PROBLEM REQUIREMENTS:
Write out the items from their first line through the line containing "399L463 480L368 478L343" as a numbered list, omitting blank lines.

SOURCE DATA:
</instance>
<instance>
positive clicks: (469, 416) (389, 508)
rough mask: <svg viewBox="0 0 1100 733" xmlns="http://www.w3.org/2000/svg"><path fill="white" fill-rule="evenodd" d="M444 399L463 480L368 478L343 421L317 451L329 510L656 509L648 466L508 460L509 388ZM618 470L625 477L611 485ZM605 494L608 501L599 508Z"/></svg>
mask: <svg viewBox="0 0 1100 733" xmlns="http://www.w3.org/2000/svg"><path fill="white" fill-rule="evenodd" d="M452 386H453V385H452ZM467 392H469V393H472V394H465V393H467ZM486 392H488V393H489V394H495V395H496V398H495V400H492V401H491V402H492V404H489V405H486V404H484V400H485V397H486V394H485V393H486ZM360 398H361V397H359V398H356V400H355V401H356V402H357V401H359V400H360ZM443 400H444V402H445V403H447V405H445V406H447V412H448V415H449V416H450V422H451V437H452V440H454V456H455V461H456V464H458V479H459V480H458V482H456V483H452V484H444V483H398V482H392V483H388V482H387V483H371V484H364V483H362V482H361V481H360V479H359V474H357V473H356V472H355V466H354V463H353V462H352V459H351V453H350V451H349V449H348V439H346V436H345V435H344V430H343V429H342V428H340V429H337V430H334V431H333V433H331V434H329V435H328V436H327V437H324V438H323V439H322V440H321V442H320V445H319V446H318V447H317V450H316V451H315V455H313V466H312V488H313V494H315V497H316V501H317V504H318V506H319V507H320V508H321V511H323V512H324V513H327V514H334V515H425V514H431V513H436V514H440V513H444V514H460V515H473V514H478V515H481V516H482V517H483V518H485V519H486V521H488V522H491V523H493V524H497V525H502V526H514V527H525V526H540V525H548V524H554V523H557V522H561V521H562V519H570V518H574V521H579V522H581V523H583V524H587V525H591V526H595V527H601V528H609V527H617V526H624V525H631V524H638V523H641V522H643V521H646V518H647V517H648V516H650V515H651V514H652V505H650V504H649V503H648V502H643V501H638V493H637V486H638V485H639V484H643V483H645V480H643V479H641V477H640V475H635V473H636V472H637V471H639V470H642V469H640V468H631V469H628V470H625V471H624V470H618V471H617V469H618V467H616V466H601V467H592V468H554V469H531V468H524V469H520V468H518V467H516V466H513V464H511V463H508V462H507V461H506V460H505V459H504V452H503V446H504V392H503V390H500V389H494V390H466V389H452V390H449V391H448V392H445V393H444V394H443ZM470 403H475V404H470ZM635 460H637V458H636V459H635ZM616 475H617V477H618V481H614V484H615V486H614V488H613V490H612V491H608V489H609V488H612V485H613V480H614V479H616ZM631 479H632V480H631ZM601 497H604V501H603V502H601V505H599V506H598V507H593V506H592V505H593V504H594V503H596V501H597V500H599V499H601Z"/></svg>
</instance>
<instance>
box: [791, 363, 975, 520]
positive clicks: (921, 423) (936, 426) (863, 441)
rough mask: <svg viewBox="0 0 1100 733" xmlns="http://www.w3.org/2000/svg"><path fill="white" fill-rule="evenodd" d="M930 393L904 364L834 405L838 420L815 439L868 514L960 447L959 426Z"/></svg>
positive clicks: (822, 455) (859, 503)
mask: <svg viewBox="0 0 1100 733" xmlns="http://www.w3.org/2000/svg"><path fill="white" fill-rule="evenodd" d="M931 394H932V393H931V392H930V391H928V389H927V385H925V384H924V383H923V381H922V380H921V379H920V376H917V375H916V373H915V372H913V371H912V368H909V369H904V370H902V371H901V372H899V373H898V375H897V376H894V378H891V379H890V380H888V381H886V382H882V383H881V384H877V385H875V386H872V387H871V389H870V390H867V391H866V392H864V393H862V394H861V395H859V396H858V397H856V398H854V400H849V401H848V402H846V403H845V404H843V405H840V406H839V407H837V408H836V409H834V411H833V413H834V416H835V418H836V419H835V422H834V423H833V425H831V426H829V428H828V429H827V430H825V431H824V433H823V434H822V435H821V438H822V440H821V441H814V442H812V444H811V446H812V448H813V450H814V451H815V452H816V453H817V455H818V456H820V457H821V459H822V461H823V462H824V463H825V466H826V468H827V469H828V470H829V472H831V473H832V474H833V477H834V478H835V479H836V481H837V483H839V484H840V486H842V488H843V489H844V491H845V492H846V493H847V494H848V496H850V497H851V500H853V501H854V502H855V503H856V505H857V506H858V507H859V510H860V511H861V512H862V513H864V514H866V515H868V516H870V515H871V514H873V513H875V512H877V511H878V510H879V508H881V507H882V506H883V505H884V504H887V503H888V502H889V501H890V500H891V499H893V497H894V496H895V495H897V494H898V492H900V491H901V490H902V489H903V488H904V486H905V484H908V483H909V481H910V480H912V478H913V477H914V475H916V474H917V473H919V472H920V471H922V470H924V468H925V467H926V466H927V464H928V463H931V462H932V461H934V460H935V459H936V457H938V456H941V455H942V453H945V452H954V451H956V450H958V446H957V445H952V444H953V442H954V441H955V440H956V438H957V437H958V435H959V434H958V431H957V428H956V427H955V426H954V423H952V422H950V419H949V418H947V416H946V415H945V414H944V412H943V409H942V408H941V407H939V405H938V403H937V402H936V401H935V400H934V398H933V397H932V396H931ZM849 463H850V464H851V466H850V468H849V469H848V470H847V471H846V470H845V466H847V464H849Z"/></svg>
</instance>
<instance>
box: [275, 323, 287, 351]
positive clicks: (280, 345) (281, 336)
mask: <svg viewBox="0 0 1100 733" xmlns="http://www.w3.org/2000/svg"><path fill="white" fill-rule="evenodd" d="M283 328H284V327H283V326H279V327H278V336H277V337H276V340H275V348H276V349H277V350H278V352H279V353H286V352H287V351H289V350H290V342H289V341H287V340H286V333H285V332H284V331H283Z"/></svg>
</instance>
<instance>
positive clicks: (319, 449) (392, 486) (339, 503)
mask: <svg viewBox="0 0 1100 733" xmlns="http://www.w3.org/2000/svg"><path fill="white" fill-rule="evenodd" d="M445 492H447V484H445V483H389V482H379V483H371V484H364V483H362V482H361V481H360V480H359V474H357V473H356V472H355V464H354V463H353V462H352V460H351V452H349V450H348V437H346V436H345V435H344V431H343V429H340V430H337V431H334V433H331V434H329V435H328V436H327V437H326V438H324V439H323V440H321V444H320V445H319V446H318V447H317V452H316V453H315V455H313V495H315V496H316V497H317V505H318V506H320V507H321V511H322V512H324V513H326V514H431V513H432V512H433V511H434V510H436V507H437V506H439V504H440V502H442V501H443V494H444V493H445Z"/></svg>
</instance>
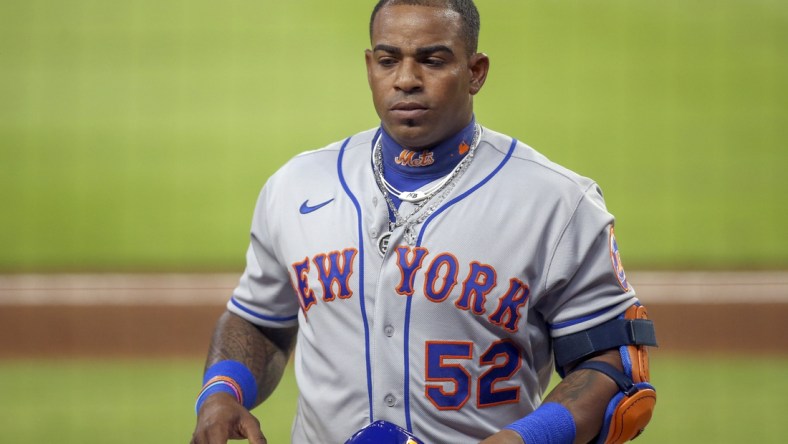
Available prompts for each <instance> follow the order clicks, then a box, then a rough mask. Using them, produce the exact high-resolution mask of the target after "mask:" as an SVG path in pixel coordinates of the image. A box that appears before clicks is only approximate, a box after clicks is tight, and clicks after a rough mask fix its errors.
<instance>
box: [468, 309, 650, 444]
mask: <svg viewBox="0 0 788 444" xmlns="http://www.w3.org/2000/svg"><path fill="white" fill-rule="evenodd" d="M656 345H657V341H656V334H655V332H654V325H653V323H652V322H651V321H650V320H649V319H648V316H647V312H646V308H645V307H644V306H642V305H640V304H639V303H636V304H633V305H632V306H630V307H629V308H628V309H627V310H626V311H625V312H624V313H622V314H621V315H619V316H618V317H616V318H614V319H611V320H609V321H607V322H604V323H602V324H600V325H597V326H596V327H592V328H590V329H588V330H583V331H580V332H577V333H573V334H570V335H565V336H562V337H559V338H555V339H554V341H553V346H554V349H555V358H556V368H557V369H558V373H559V374H560V375H561V376H564V378H563V380H562V381H561V382H560V383H559V384H558V385H556V387H555V388H554V389H553V390H552V391H551V392H550V393H549V394H548V395H547V397H546V398H545V400H544V403H543V404H542V405H541V406H540V407H539V408H538V409H536V410H535V411H534V412H533V413H531V414H530V415H527V416H526V417H525V418H523V419H521V420H518V421H516V422H515V423H513V424H510V425H509V426H507V427H505V428H504V430H502V431H501V432H499V433H497V434H495V435H493V436H491V437H490V438H488V439H486V440H484V441H483V443H484V444H506V443H513V444H521V443H522V442H523V441H525V442H526V444H542V443H551V444H553V443H561V444H569V443H588V442H596V443H604V444H621V443H624V442H626V441H629V440H632V439H634V438H636V437H637V436H638V435H640V433H641V432H642V431H643V430H644V429H645V427H646V425H647V424H648V423H649V421H650V420H651V415H652V413H653V411H654V405H655V404H656V401H657V393H656V390H655V389H654V387H653V386H652V385H651V383H650V378H651V376H650V371H649V359H648V348H647V347H653V346H656Z"/></svg>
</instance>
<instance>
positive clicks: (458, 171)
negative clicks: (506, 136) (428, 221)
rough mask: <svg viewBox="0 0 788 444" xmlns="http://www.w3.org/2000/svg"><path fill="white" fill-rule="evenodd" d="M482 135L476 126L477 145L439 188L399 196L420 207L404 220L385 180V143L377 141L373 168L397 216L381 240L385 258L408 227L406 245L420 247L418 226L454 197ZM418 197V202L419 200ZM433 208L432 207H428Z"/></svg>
mask: <svg viewBox="0 0 788 444" xmlns="http://www.w3.org/2000/svg"><path fill="white" fill-rule="evenodd" d="M481 132H482V128H481V126H480V125H478V124H477V125H476V126H475V127H474V132H473V141H472V142H471V146H470V149H469V150H468V154H467V155H466V156H465V157H464V158H463V159H462V160H461V161H460V163H458V164H457V166H456V167H454V169H453V170H452V171H451V172H450V173H449V174H447V175H446V176H445V177H444V178H443V179H441V181H440V182H439V183H438V186H436V187H432V188H430V189H429V190H428V191H426V192H420V193H413V194H411V199H402V197H401V196H397V197H399V198H400V200H404V201H406V202H415V203H416V205H415V207H414V208H413V211H411V212H410V214H408V215H407V216H403V215H401V214H400V213H399V211H398V210H397V206H396V205H395V204H394V201H393V200H392V199H391V196H390V193H391V191H390V190H389V187H387V185H389V184H388V182H387V181H386V179H385V178H384V176H383V140H382V136H378V139H377V141H376V142H375V148H374V149H373V152H372V159H373V166H374V170H375V171H374V173H375V182H376V183H377V185H378V188H379V189H380V191H381V192H382V193H383V197H384V198H385V199H386V204H387V205H388V207H389V209H390V210H391V213H392V214H393V215H394V220H393V221H391V220H389V231H388V233H385V234H383V235H382V236H381V237H380V239H379V240H378V249H379V251H380V254H381V255H385V254H386V249H387V248H388V240H389V238H390V237H391V232H392V231H394V230H395V229H397V228H399V227H402V226H404V227H405V236H404V237H405V242H407V244H408V245H411V246H413V245H415V244H416V229H415V227H416V225H419V224H420V223H422V222H424V221H425V220H426V219H427V218H428V217H430V215H431V214H432V213H434V212H435V210H437V209H438V207H439V206H440V204H441V203H442V202H443V201H444V200H445V199H446V197H447V196H448V195H449V194H450V193H451V191H452V190H453V189H454V187H455V186H456V180H457V178H459V177H460V176H462V174H463V173H464V172H465V170H466V169H468V165H470V163H471V161H472V160H473V157H474V155H475V153H476V147H478V146H479V141H480V140H481ZM401 194H405V195H408V194H409V193H408V192H404V193H401ZM416 197H418V199H416ZM427 204H429V205H427ZM425 207H426V209H425V210H424V211H423V212H421V214H419V216H418V217H416V218H415V219H414V218H413V217H414V216H416V214H418V213H419V212H420V211H422V209H424V208H425Z"/></svg>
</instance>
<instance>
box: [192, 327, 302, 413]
mask: <svg viewBox="0 0 788 444" xmlns="http://www.w3.org/2000/svg"><path fill="white" fill-rule="evenodd" d="M297 331H298V327H287V328H262V327H258V326H256V325H254V324H251V323H250V322H248V321H246V320H245V319H243V318H241V317H239V316H237V315H235V314H232V313H230V312H225V313H224V314H223V315H222V316H221V317H220V318H219V321H218V322H217V324H216V329H215V330H214V333H213V338H212V339H211V346H210V349H209V351H208V359H207V360H206V362H205V367H206V369H207V368H208V367H210V366H211V365H213V364H215V363H217V362H219V361H223V360H228V359H229V360H233V361H238V362H241V363H243V364H244V365H246V367H247V368H249V370H250V371H251V372H252V374H253V375H254V377H255V380H257V387H258V393H257V400H256V402H255V405H257V404H259V403H261V402H263V401H264V400H265V399H266V398H268V396H270V395H271V393H272V392H273V390H274V388H276V386H277V384H279V380H280V379H281V378H282V374H283V372H284V369H285V366H286V365H287V361H288V359H289V358H290V354H291V352H292V351H293V348H294V346H295V338H296V332H297Z"/></svg>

RESULT OF THIS TASK:
1. </instance>
2. <instance>
3. positive clicks: (469, 416) (389, 508)
4. rough mask: <svg viewBox="0 0 1100 733" xmlns="http://www.w3.org/2000/svg"><path fill="white" fill-rule="evenodd" d="M444 399L463 480L368 478L343 421L317 451L329 510L656 509L648 466L508 460L509 388ZM618 470L625 477L611 485ZM605 494L608 501L599 508Z"/></svg>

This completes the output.